BEGIN
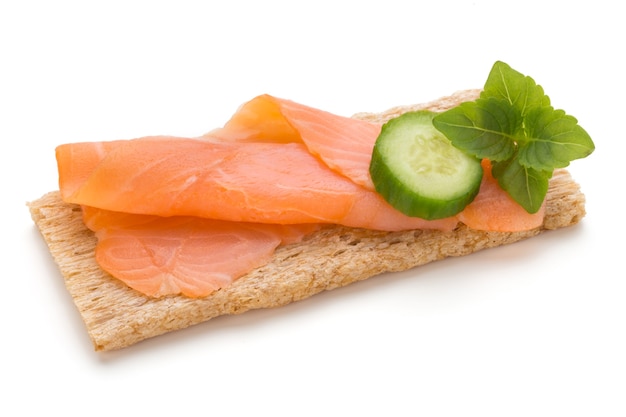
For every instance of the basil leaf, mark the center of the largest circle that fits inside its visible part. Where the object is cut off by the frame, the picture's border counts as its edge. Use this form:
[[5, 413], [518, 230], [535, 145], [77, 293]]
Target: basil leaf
[[513, 125], [518, 90], [553, 139], [527, 186], [484, 128]]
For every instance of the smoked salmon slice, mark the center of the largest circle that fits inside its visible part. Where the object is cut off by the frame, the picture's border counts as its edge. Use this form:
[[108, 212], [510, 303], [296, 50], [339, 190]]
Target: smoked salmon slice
[[493, 209], [344, 144], [250, 182], [161, 256], [190, 215]]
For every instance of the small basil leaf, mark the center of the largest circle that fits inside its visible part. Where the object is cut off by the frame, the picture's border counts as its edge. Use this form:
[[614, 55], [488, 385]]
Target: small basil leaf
[[484, 128], [527, 186], [518, 90], [553, 139]]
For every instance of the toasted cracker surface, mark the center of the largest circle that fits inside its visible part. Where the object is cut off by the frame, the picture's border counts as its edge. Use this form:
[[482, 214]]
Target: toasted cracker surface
[[117, 316]]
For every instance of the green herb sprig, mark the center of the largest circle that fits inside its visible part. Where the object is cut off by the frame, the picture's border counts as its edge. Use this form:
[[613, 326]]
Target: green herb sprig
[[514, 126]]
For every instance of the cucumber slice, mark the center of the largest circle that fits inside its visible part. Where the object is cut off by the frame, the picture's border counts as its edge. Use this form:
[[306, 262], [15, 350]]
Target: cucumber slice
[[418, 170]]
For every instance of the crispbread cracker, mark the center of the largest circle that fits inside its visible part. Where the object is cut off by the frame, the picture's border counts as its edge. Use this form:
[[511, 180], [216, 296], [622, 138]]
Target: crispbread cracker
[[117, 316]]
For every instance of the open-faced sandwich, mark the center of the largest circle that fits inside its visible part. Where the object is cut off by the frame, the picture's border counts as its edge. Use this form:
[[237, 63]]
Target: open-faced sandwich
[[284, 201]]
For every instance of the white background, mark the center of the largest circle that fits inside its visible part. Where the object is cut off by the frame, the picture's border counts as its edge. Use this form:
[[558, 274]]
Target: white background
[[533, 329]]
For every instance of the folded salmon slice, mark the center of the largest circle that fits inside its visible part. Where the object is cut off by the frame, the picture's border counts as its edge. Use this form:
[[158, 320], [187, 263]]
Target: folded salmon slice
[[249, 182], [344, 144], [178, 215], [161, 256]]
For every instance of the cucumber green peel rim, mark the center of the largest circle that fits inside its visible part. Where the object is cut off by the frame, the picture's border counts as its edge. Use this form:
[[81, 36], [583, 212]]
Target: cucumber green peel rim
[[419, 172], [512, 124]]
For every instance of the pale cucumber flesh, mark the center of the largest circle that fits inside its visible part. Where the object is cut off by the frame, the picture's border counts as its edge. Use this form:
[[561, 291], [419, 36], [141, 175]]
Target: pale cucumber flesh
[[418, 170]]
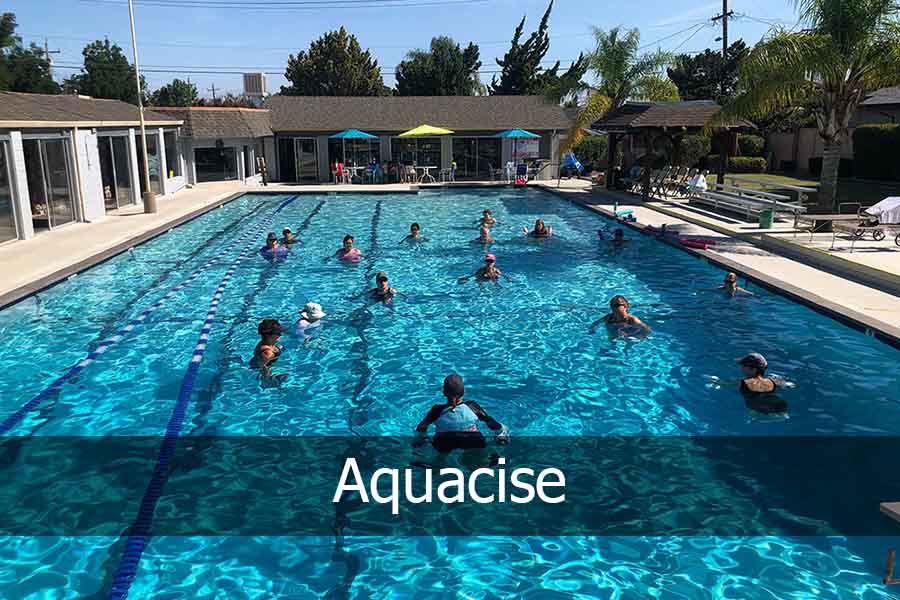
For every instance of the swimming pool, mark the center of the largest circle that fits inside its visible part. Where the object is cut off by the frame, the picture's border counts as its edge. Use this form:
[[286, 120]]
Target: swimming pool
[[374, 370]]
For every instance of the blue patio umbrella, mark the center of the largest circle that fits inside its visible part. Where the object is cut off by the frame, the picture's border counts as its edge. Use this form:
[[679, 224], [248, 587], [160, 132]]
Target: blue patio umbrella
[[352, 134], [515, 135]]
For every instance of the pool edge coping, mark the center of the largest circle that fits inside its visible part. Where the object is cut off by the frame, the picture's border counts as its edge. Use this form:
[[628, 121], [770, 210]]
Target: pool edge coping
[[881, 331]]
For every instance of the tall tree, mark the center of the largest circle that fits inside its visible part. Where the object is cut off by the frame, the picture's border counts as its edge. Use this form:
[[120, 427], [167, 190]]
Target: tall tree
[[106, 74], [700, 77], [22, 69], [444, 70], [334, 65], [177, 93], [521, 71], [622, 73], [847, 49]]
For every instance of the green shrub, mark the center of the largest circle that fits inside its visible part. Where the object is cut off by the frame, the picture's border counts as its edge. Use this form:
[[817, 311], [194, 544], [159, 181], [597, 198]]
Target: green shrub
[[876, 149], [737, 164], [747, 164], [591, 151], [690, 149], [751, 145]]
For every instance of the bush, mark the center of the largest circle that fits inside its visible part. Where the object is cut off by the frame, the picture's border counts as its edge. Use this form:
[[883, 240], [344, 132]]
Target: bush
[[875, 151], [690, 149], [591, 151], [844, 170], [738, 164], [751, 145]]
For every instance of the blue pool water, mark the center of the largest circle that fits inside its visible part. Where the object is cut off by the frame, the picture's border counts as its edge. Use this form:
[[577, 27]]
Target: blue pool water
[[374, 370]]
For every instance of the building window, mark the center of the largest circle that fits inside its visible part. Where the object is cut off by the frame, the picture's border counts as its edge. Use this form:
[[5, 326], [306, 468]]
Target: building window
[[7, 219], [173, 156]]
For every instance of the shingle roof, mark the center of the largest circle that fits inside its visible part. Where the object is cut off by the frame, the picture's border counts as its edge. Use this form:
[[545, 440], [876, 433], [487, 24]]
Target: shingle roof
[[883, 96], [19, 107], [221, 122], [399, 113], [693, 114]]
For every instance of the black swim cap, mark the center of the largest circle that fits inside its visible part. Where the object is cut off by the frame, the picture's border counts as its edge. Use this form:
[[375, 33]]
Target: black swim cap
[[454, 387]]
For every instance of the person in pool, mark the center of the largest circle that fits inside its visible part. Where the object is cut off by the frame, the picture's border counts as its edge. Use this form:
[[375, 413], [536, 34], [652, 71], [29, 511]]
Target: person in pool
[[619, 320], [757, 389], [456, 421], [484, 236], [382, 291], [540, 230], [310, 317], [267, 350], [347, 252], [487, 219], [288, 238], [273, 251], [730, 286], [487, 272], [414, 234]]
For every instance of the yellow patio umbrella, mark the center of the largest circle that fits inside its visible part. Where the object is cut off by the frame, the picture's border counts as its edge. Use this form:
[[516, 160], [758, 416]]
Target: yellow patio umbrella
[[425, 131]]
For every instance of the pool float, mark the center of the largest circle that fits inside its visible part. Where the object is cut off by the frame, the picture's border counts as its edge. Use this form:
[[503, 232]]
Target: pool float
[[352, 256], [698, 243]]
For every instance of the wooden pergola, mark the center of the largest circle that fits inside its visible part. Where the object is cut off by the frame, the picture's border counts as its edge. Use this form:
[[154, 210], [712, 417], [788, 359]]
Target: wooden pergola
[[652, 120]]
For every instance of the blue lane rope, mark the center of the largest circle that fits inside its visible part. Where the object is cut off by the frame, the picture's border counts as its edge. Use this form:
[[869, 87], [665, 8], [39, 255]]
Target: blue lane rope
[[15, 418], [139, 532]]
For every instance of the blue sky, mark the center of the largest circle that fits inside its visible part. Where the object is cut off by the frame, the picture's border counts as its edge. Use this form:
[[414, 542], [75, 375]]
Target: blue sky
[[196, 39]]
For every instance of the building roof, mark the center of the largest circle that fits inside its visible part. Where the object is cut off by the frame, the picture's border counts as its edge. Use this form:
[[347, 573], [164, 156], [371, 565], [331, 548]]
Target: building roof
[[46, 110], [217, 122], [692, 114], [399, 113], [883, 96]]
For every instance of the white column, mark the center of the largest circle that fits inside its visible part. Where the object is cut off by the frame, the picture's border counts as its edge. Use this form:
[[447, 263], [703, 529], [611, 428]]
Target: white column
[[21, 198], [161, 155]]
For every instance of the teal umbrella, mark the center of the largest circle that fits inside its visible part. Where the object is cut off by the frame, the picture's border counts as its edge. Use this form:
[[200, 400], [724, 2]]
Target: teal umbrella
[[515, 135], [352, 134]]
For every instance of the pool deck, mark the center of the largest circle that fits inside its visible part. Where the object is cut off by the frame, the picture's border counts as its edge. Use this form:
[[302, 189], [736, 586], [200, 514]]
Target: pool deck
[[861, 288], [744, 249]]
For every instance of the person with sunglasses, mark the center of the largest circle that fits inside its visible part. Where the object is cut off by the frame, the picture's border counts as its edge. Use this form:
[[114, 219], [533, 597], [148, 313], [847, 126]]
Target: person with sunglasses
[[620, 321]]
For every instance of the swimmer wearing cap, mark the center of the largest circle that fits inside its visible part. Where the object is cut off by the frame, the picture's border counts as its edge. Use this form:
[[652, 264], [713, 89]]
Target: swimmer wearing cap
[[487, 272], [456, 421]]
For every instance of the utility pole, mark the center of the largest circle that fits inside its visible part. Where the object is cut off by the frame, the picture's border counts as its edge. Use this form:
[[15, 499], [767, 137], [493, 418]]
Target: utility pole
[[724, 17], [48, 52], [148, 196]]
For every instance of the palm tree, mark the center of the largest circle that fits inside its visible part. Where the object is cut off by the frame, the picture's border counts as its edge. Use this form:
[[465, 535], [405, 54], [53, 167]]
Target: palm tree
[[622, 72], [848, 49]]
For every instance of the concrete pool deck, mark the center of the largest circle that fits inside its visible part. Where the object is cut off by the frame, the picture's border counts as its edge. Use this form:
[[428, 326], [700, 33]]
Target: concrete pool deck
[[31, 265]]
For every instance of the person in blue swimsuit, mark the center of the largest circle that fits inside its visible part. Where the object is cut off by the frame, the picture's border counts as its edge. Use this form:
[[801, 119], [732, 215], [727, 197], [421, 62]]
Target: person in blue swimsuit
[[456, 421]]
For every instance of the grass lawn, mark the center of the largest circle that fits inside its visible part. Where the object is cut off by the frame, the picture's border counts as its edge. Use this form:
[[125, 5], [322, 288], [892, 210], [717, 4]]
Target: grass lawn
[[866, 193]]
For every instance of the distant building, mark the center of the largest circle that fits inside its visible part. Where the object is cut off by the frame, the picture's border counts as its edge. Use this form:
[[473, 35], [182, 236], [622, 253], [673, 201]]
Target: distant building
[[303, 124], [221, 144], [73, 158]]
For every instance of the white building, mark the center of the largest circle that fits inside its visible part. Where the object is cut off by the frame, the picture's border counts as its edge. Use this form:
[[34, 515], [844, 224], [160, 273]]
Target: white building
[[73, 158], [222, 143]]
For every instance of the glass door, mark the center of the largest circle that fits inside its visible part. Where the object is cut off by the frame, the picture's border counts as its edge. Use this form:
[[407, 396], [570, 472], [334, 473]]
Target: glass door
[[307, 161], [7, 219], [56, 164]]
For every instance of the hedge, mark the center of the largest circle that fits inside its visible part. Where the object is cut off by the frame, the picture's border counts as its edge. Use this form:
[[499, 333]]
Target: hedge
[[738, 164], [845, 169], [876, 151], [751, 145]]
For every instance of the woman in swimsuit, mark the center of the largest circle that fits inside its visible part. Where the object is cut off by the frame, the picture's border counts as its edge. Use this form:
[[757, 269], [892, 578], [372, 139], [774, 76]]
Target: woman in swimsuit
[[347, 252], [267, 350], [382, 290], [619, 320], [487, 272], [540, 230]]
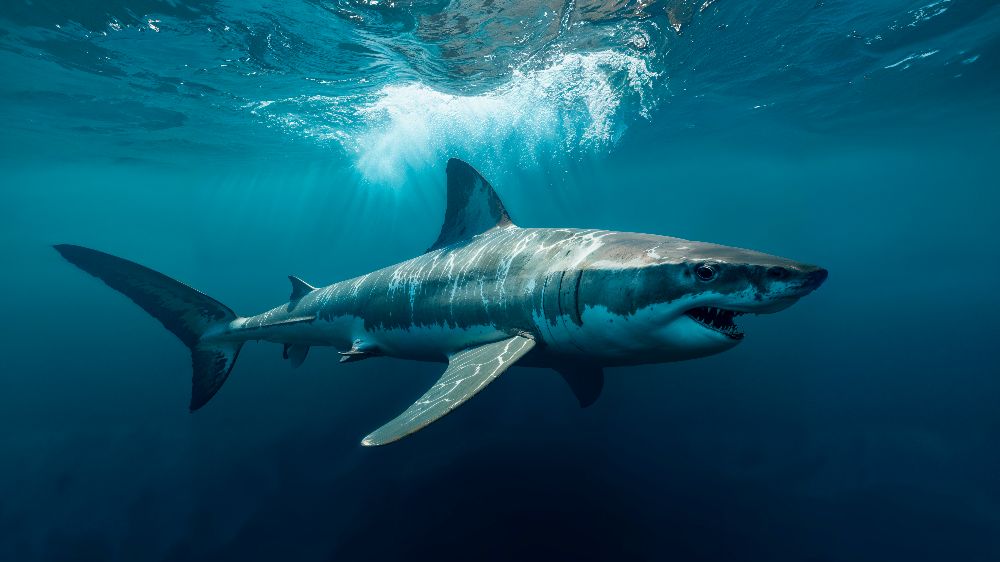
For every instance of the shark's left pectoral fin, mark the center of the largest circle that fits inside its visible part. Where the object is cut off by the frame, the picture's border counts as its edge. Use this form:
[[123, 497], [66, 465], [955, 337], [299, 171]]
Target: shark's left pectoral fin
[[468, 372]]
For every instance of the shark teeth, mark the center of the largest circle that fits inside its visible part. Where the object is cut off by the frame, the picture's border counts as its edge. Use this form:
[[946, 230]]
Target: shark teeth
[[718, 319]]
END
TO DO » What is needed is the exact run of lines from the start of the data through the line with "[[5, 413], [518, 230], [535, 145], [77, 293]]", both ends included, minus the pictures.

REPLY »
For every instance of the basil leaf, mark the center of the largest circle that fits inside its visible part. Where the object is cut off by the frame, the picture's border counts as its edge. Use this form:
[[5, 413], [518, 230], [535, 145], [77, 293]]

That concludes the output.